• WHAT YOU WILL DO: Copy the data below line for line, keeping every character unchanged.

☆ ☆ ☆

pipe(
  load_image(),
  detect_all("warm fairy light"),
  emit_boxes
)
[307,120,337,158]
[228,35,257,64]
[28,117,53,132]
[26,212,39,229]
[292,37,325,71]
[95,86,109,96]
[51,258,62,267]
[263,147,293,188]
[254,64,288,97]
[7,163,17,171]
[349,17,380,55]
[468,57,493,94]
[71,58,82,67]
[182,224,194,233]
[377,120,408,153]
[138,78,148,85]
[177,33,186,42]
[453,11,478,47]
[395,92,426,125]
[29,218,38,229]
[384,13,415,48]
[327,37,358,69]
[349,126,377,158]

☆ ☆ ☆

• THE SOLUTION:
pipe(
  load_image(),
  detect_all("warm fairy light"),
  emit_boxes
)
[307,120,337,158]
[228,35,257,64]
[28,117,53,132]
[26,212,39,229]
[292,37,325,71]
[95,86,109,96]
[51,258,62,267]
[263,147,293,188]
[254,64,288,97]
[7,163,17,171]
[349,17,380,55]
[468,57,493,94]
[71,58,82,67]
[182,224,194,233]
[377,120,408,153]
[138,78,148,85]
[177,33,186,42]
[453,11,478,47]
[395,92,426,125]
[29,218,38,229]
[384,13,415,48]
[327,37,358,69]
[349,126,377,158]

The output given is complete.